# unexpected gift!



## barry richardson (Jul 14, 2016)

Drove up from Phoenix to Sacramento yesterday and when I arrived I had a box from Maui Don, @Don Ratcliff . Turns out he felt so sorry for me loosing my dog he thought I should have some of 'da kine' wood. Milo and Pheasant wood and a couple of others. Thanks Don!, I will try n do it justice, then travel to Maui to show you in person lol...

Reactions: Like 2 | Thank You! 1 | Way Cool 5 | +Karma 4 | Sincere 5


----------



## Jim Beam (Jul 14, 2016)

What a nice guy!

Reactions: Like 1 | Agree 2


----------



## ripjack13 (Jul 14, 2016)

That is so awesome.

I don't care what @Kevin calls em. 
He's allright in my woodbook...

Reactions: Like 1 | Agree 1


----------



## Kevin (Jul 14, 2016)

Very cool. Marc why have you been asking me to ban Don? He seems okay to me.

Reactions: Great Post 1 | Funny 5 | Useful 1


----------



## Tony (Jul 14, 2016)

Good for you Barry! @Don Ratcliff , awesome gesture man! Tony

Reactions: Like 1 | Agree 2


----------



## DKMD (Jul 14, 2016)

I see milo and pheasant wood. Probably a piece of koa. What's the round at the bottom of the pic?(the one with the drive spur marking).

Very nice gesture... I love the random acts of kindness!

Reactions: Agree 5


----------



## Don Ratcliff (Jul 14, 2016)

I heard you could make really cool stuff out of anything. I'm curious to see what's made from that very classy piece on the bottom right. That my friend is the good stuff.

You guys made me feel like a friend it's my honor to be one in kind.

When you come to Maui, I know a guy that's got a great discount on rooms at a beautiful resort...

Reactions: Like 3 | Agree 1 | Way Cool 2 | +Karma 2 | Useful 1


----------



## Don Ratcliff (Jul 14, 2016)

DKMD said:


> I see milo and pheasant wood. Probably a piece of koa. What's the round at the bottom of the pic?(the one with the drive spur marking).
> 
> Very nice gesture... I love the random acts of kindness!

# # # #

Short problem 1: Substitute "marker" for every "pointer" in the part of the records that opens with the line containing "the picture frame" and runs through the end of the records, please. Give back only that part, with all else unchanged.

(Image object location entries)
# # # #

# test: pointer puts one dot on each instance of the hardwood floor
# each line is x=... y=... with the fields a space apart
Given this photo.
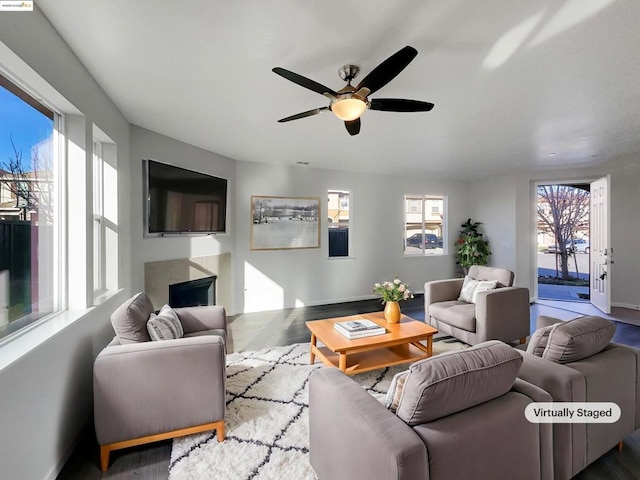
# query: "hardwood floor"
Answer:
x=254 y=331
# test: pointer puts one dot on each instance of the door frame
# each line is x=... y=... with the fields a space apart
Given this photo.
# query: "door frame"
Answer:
x=534 y=222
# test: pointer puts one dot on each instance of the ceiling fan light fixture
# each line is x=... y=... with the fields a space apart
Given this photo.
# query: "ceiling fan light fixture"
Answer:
x=348 y=107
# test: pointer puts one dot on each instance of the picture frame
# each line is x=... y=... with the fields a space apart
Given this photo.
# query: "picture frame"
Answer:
x=284 y=223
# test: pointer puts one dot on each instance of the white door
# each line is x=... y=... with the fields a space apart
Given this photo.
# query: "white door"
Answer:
x=600 y=245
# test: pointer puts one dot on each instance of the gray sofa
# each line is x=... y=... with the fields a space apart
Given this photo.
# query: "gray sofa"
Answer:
x=146 y=391
x=584 y=367
x=460 y=416
x=501 y=313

# # # #

Short problem 2: Name each user who authored a post in the forum thread.

Complete response 1:
# test: marker puts one dot on each instance of the picture frame
# each line is x=... y=... with the fields a space apart
Given this photo.
# query: "picture frame"
Answer:
x=284 y=223
# test: marker puts one dot on each instance of the white door
# each line is x=... y=... with the fields a space apart
Given this photo.
# query: "white door"
Answer:
x=600 y=245
# test: marker puts one dot on each instance of the gray sofa
# each line is x=... y=... with the fields a space apart
Given this photo.
# query: "gray sofa"
Answer:
x=146 y=391
x=584 y=367
x=460 y=416
x=501 y=313

Complete response 2:
barry richardson
Jim Beam
ripjack13
Kevin
Tony
DKMD
Don Ratcliff